### EXCERPTED TEXT
= = =

What if I had cancer?
What if I had suffered from several strokes?
Suppose I was unable to walk because of MS?
Or my hands were so twisted from RA?
Would you then encourage my husband to leave me because I'm sick? That he should abandon me when I need him most? That my rock and anchor should just throw fourteen years of marriage because you said so???
I'm glad you listen to him and allow him to vent and I understand you think dealing with a wife with anorexia is so hard for him.
But did you ever ask how I felt? Were you even concerned that I almost died this past winter, that I am still struggling? Did you ever call me to see how I was doing, or is gossiping like two old women all you are capable of? Are your relationships so dry, so empty (I know at least two of you are in very empty relationships; ones on their deathbeds, as a matter of fact) that you have to interfere with mine? At least next time have the guts to say what you think to me. After all, I don't even weigh 100 pounds; I surely can't hurt you.

= = =

### DATA FOR ANALYSIS
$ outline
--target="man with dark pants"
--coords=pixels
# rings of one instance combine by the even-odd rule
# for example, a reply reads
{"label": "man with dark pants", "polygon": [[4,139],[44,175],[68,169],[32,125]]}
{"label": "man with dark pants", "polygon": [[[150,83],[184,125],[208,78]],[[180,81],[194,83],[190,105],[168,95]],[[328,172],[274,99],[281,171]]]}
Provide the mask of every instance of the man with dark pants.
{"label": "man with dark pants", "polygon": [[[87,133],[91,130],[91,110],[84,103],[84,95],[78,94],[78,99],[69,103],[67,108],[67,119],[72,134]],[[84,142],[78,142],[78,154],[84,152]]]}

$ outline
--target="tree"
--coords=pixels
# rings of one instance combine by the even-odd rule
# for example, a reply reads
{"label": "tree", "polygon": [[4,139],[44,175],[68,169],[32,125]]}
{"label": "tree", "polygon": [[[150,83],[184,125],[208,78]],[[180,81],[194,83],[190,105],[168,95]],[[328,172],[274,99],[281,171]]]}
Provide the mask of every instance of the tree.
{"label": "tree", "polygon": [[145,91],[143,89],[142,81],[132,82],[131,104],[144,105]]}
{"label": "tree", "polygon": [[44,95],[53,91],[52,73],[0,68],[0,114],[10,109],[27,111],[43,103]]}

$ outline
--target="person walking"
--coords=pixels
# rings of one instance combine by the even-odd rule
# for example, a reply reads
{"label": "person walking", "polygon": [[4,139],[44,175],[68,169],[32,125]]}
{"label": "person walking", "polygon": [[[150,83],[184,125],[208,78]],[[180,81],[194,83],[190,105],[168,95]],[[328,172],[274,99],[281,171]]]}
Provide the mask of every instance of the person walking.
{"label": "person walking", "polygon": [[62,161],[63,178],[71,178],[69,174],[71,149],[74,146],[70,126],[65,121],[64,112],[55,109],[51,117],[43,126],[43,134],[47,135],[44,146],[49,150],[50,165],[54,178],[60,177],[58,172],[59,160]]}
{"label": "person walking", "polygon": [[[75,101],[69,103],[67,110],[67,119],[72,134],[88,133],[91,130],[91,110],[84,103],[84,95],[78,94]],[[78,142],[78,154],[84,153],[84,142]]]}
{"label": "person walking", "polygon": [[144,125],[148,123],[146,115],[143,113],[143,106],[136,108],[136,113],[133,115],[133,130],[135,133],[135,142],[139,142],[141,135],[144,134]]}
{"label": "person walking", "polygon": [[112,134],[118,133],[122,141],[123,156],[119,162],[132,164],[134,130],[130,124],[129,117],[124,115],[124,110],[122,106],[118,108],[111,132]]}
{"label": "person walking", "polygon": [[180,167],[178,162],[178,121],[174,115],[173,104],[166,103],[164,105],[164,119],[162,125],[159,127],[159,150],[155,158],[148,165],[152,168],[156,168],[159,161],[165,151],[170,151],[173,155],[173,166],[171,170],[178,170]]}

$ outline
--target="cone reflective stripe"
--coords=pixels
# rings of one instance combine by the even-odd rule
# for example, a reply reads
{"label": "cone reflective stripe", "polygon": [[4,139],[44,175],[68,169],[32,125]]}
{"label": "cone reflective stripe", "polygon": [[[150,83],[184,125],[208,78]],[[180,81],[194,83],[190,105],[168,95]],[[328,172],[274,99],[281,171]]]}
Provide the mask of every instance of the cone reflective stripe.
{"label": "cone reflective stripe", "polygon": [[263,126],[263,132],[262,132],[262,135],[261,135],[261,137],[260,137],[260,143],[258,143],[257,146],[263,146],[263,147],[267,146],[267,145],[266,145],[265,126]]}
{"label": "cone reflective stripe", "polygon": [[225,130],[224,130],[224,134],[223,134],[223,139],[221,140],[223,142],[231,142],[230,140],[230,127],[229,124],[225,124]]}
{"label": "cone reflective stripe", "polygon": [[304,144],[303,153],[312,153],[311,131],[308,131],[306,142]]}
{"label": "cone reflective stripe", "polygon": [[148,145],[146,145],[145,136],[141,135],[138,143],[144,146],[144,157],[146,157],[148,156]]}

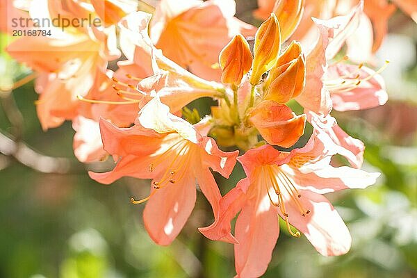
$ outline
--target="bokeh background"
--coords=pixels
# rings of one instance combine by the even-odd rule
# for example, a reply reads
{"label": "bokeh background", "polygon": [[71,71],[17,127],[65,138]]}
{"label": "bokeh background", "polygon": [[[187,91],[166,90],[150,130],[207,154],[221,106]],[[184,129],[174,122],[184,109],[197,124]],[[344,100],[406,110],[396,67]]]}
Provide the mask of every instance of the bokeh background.
{"label": "bokeh background", "polygon": [[[238,17],[252,21],[256,1],[237,2]],[[333,114],[364,141],[364,168],[382,173],[366,190],[328,196],[352,233],[352,250],[323,257],[304,237],[292,238],[283,229],[265,277],[417,277],[417,24],[397,11],[389,31],[377,54],[391,60],[382,73],[387,104]],[[28,73],[2,51],[0,83]],[[129,202],[131,196],[147,195],[149,182],[124,178],[104,186],[91,180],[87,170],[108,169],[111,162],[77,162],[68,122],[42,131],[33,86],[0,94],[0,277],[233,277],[233,246],[197,231],[212,221],[199,193],[178,238],[167,247],[156,245],[144,230],[144,206]],[[208,103],[190,106],[204,114]],[[216,176],[222,193],[243,175],[237,165],[229,180]]]}

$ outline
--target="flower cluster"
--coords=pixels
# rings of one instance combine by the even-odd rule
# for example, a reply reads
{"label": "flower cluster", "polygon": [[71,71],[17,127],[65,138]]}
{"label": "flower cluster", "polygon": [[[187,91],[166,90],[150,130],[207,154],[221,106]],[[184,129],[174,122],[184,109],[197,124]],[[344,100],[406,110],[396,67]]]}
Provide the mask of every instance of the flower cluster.
{"label": "flower cluster", "polygon": [[[155,8],[133,0],[3,2],[19,17],[104,23],[17,39],[8,51],[34,72],[43,129],[70,120],[80,161],[115,161],[91,178],[152,179],[148,197],[131,201],[146,202],[143,222],[155,243],[169,245],[180,233],[198,188],[213,215],[199,230],[234,245],[238,277],[265,272],[280,218],[322,255],[349,250],[348,228],[322,195],[364,188],[379,173],[360,170],[363,143],[330,113],[387,101],[379,74],[387,63],[377,70],[363,63],[376,63],[393,6],[259,0],[254,14],[265,20],[256,28],[234,17],[233,0],[162,0]],[[415,15],[416,6],[395,2]],[[202,97],[217,101],[202,118],[186,107]],[[336,155],[349,165],[335,167]],[[237,161],[246,177],[222,197],[212,171],[229,178]]]}

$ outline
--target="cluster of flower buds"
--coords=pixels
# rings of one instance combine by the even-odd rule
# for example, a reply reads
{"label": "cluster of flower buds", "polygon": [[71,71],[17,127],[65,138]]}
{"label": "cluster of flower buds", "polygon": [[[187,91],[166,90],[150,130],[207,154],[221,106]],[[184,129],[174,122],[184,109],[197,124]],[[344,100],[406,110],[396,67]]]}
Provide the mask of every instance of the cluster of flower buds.
{"label": "cluster of flower buds", "polygon": [[[304,234],[325,256],[349,250],[348,228],[322,194],[364,188],[379,174],[360,170],[363,144],[330,113],[388,99],[379,74],[386,65],[375,71],[357,63],[375,62],[384,34],[382,17],[371,13],[377,8],[367,6],[375,1],[366,1],[365,12],[363,0],[346,1],[349,10],[341,15],[327,3],[334,1],[259,1],[254,14],[265,21],[259,28],[234,17],[233,0],[162,0],[155,8],[136,1],[28,1],[26,12],[4,1],[9,14],[20,17],[47,11],[104,23],[18,39],[8,51],[37,78],[42,128],[71,120],[81,161],[115,160],[111,171],[90,172],[92,179],[106,184],[127,176],[152,179],[149,196],[131,201],[147,203],[143,222],[156,243],[169,245],[180,233],[198,185],[214,219],[199,231],[234,245],[240,277],[266,270],[279,218],[289,234]],[[339,16],[321,17],[329,9]],[[392,10],[385,9],[384,22]],[[379,32],[361,56],[352,42],[368,17]],[[1,31],[8,24],[1,22]],[[117,69],[109,66],[115,60]],[[202,119],[186,108],[202,97],[218,104]],[[293,111],[297,106],[302,114]],[[308,124],[311,135],[304,134]],[[350,165],[332,165],[336,154]],[[246,177],[222,197],[211,171],[229,178],[236,161]],[[231,221],[239,212],[233,235]]]}

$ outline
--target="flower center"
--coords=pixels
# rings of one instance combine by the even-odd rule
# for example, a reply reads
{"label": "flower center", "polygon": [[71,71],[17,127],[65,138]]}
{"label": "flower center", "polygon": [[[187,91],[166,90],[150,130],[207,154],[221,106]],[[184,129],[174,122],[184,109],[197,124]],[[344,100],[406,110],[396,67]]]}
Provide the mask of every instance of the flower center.
{"label": "flower center", "polygon": [[[298,209],[303,217],[305,217],[306,215],[310,213],[310,210],[304,208],[300,202],[301,193],[297,190],[291,179],[279,166],[269,165],[263,166],[262,170],[265,176],[268,177],[265,185],[271,204],[279,208],[290,234],[299,238],[300,236],[300,232],[296,231],[294,233],[291,230],[288,221],[289,215],[286,208],[284,198],[287,199],[289,197],[289,202],[295,205],[295,207]],[[271,189],[274,190],[275,195],[270,193]]]}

= = =

### TASK ITEM A
Which illnesses or conditions does the writer imagine having in the opening questions of the passage about anorexia and marriage?
### TASK ITEM B
Continue the passage about anorexia and marriage, picking up after its final sentence.

### YOUR RESPONSE A
- Cancer
- Several strokes
- MS
- RA

### YOUR RESPONSE B
Being betrayed by several people close to me won't heal. I must pretend to my husband I am fine. After all, he was very reluctant to tell me that several people have said to him they wouldn't stay with me. I should bury my feelings. I asked and I received, and I wasn't happy with what was there.
A world of disposable vows. Forever means nothing. "Love is patient, love is kind" and all that crap. I am such a dreamer; an idiot to believe love can conquer all.
When do I get to be free of anorexia? When I die? If I recover? Never? And what about my heart, which feels shattered right now . . .
Funny thing is, each one of you call yourself a Christian in some way. But I suppose you would have left the beaten man by the side of the road; after all, you are a Samaritan and he is a Jew and why would you help someone so different from yourself?
Did you know that anorexia nervosa has a 25 percent death rate? The highest rate of any mental illness, and higher than many physical illnesses? Do you know how hard it is to kick? Do you have any idea what it's like to live steeped in anxiety, trying to crawl your way back once more toward recovery? The last thing I need is a Judas or two in my midst.
But you go ahead and smoke your cigarettes and drink your twelve-pack and pontificate about how I can't seem to get rid of anorexia and why would anyone stay with me. But maybe I wonder the same thing about you . . .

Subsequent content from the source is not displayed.